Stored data
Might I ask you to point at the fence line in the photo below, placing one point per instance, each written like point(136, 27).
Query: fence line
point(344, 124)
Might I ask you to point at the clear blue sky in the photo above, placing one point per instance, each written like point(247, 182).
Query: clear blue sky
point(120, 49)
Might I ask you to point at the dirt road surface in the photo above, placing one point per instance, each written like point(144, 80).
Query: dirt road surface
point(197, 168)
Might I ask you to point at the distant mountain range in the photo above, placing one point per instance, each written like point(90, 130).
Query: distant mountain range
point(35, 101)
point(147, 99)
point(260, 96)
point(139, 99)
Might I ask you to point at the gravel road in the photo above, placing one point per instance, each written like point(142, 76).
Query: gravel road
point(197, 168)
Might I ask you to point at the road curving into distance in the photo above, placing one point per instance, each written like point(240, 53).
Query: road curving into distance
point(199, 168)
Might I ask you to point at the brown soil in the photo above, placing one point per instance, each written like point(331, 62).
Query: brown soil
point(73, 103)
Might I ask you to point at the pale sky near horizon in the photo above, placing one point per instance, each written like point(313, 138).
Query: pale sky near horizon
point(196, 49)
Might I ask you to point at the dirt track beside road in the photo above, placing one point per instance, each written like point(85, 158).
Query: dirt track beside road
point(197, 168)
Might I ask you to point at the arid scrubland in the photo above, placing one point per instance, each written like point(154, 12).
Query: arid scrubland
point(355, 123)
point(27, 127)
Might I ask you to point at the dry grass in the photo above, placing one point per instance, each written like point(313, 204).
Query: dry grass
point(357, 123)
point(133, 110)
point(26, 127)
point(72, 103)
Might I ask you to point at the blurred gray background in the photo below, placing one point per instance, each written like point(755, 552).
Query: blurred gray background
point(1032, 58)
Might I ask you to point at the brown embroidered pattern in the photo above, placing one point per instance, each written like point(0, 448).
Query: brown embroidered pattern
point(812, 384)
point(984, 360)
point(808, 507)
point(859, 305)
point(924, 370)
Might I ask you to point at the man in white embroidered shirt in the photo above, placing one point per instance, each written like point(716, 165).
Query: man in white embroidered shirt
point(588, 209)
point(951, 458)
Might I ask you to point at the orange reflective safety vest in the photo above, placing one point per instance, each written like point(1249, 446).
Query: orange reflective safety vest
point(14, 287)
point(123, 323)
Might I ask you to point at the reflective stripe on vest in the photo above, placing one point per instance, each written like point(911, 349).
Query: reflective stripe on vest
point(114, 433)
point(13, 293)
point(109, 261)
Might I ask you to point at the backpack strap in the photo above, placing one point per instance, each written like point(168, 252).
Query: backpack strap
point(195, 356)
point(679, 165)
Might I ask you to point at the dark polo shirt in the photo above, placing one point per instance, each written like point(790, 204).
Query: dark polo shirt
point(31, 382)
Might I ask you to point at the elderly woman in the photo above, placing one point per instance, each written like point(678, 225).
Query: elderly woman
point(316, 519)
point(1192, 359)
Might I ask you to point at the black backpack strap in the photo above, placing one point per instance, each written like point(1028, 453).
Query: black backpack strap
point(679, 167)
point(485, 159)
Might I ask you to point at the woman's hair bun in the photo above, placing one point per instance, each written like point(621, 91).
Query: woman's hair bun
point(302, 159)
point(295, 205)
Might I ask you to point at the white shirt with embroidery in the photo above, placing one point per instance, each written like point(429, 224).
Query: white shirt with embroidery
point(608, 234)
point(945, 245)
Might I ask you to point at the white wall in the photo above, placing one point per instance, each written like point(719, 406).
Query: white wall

— Set task —
Please reproduce every one of the items above word for word, keeping each line as it appears.

— Output of the task —
Might I ask you to point at the fence line in the photo below, placing one point per instance, each written like point(136, 27).
Query: fence line
point(344, 124)
Might I ask you to point at the clear blue sky in the photo above, placing one point per instance, each written like point(247, 182).
Query: clear blue sky
point(120, 49)
Might I ask you to point at the dirt road surface in the photo above, placing one point per instance, each written like point(144, 80).
Query: dirt road surface
point(197, 168)
Might I ask you to point at the distant mountain range in the photo above, placing one point per instance, each written like point(90, 130).
Query: distant mountain range
point(35, 101)
point(147, 99)
point(260, 96)
point(139, 99)
Might I ask you to point at the gravel road in the photo above, placing one point per instance, each written like point(142, 76).
Query: gravel road
point(197, 168)
Might I ask you to point at the road curving into distance in the photo above, placing one point per instance, each written like point(240, 53).
Query: road curving into distance
point(199, 168)
Might I ask you to point at the brown soil in the photo above, placing one point per instance, each written like point(331, 62).
Query: brown soil
point(73, 103)
Might I ask you to point at the pale sky near horizon in the photo above, placing one point per instance, each written like point(313, 138).
Query: pale sky near horizon
point(196, 49)
Might I ask you to point at the dirt track beside road in the photo above, placing one point per instance, each written like point(85, 158).
Query: dirt track beside road
point(197, 168)
Might I ask you to point at the arid scrubland in the photo above, placing one point per instance, each written like point(154, 12).
Query: arid scrubland
point(355, 123)
point(27, 127)
Might I ask you to point at the dry grass in the photo above, placing one point per instance, each written like point(313, 204).
Query: dry grass
point(357, 123)
point(133, 110)
point(26, 127)
point(72, 103)
Might I ask you to point at the blurred gray background in the photo below, placing one point per instance, each written like point(755, 552).
Query: blurred gray background
point(1032, 58)
Might I ask you to point at the brown embroidered pattern in the photo above, placing one point per instance, each written like point(0, 448).
Query: brown embroidered pattern
point(812, 384)
point(984, 360)
point(808, 507)
point(859, 305)
point(924, 370)
Might I ask you to point at the man in white embroidered shirt in the photo above, placing one point per instance, each written like point(716, 165).
Query: man in white embroidered shirt
point(588, 209)
point(951, 458)
Might I ask you to point at the orange reflective safety vest in the photo above, placing one point per instance, each written like point(1249, 446).
Query: orange reflective safety vest
point(14, 287)
point(123, 323)
Might I ask you to point at the reflective stripe on vest in the photo above, placing one point per instance, each written like point(911, 349).
Query: reflective stripe on vest
point(114, 433)
point(13, 293)
point(109, 261)
Might I ask you to point at the backpack strap in the photo above, placing one point per instance, each written like point(168, 252).
Query: backpack strap
point(195, 356)
point(679, 165)
Might I ask you to point at the dark polo shirt in the photo above, placing one point per instance, each written like point(790, 204).
Query: dark polo shirt
point(31, 382)
Might I ask you to point at the elderly woman in the photo above, placing one point per instance, each written like point(678, 225).
Query: elderly woman
point(316, 519)
point(1192, 359)
Might I ask you to point at the black backpack strap in the photo above, placing one point per instance, each written like point(1028, 453).
Query: black backpack strap
point(679, 167)
point(485, 159)
Might I ask you to point at the woman's hair bun in the photo above, placing one point per instance, each written like point(621, 91).
Query: woman's hair bun
point(302, 159)
point(295, 205)
Might I ask you to point at the white shirt with embroidery in the photo above, placing one point per instance, each written like point(429, 224).
Query: white shirt with embroidery
point(608, 234)
point(945, 245)
Might I ask you to point at the white wall in the photo above, placing one point per instance, each written like point(719, 406).
Query: white wall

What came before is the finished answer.